::: Record extracts

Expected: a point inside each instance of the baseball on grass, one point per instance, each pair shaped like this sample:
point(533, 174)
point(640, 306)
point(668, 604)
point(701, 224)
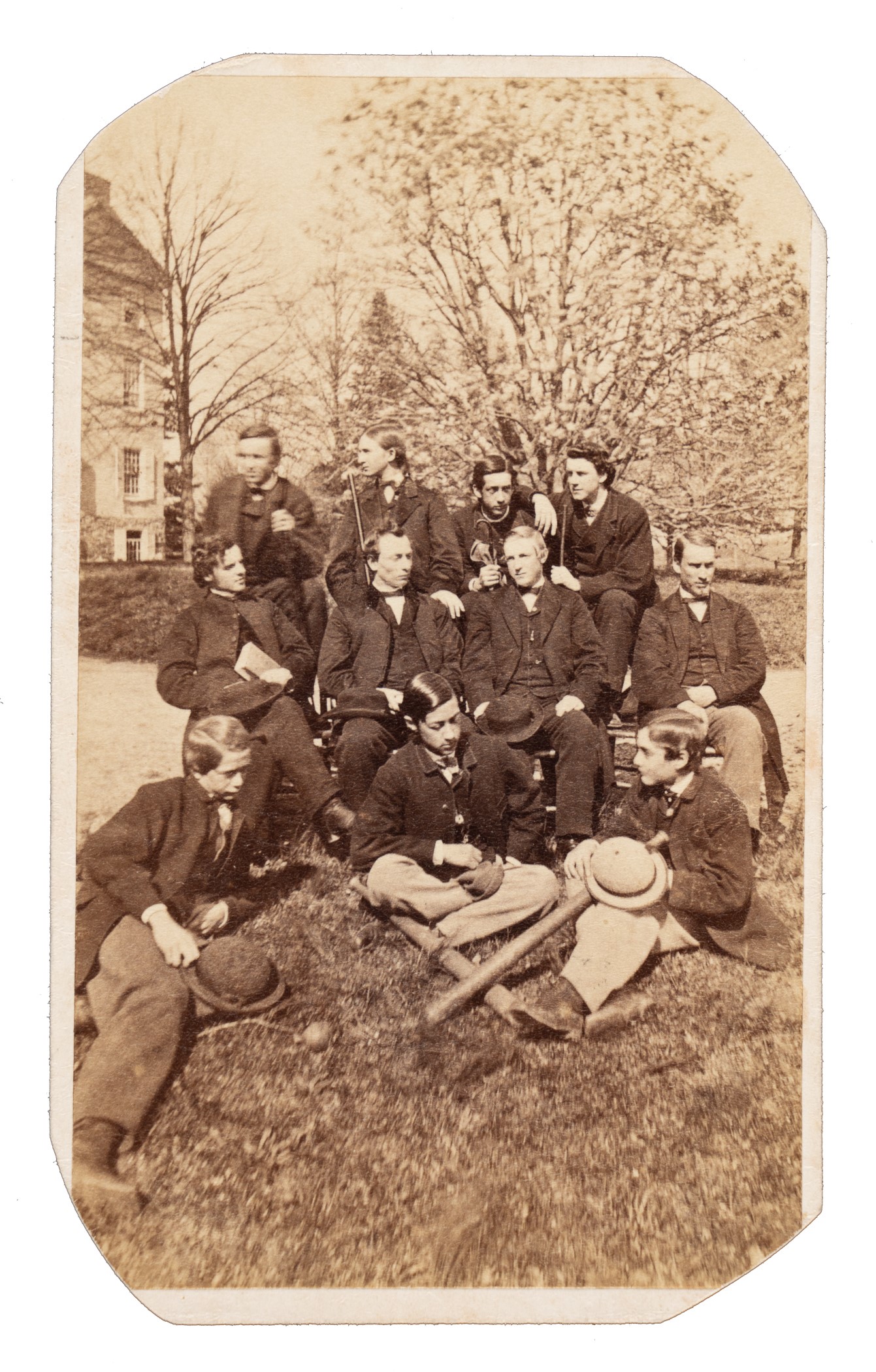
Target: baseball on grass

::::::
::: Record extracts

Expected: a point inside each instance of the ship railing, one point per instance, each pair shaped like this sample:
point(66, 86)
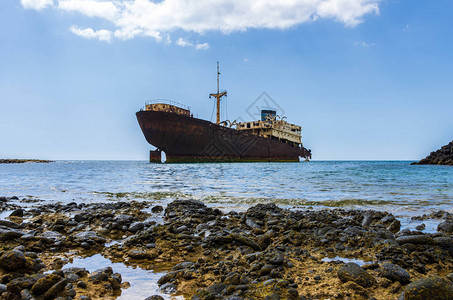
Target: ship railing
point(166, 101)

::::::
::: Record extracts

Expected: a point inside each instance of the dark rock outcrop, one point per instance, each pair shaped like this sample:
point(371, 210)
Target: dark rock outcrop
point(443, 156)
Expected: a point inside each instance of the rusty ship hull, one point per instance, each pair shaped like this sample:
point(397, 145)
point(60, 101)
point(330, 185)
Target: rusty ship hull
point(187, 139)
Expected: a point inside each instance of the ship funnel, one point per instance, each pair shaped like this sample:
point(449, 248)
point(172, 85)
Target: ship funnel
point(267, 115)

::::::

- **Work to be completed**: Convert the rows from the line with "Expected: a point inside each instance of the ship railing, one" to the line with "point(166, 101)" into a numbered list, skipping any blank lines. Leave the pictures out.

- **Full answer**:
1. Expected: a point inside each instance of the ship railing, one point per instance, each pair shaped like this sample:
2. point(66, 86)
3. Target: ship railing
4. point(166, 101)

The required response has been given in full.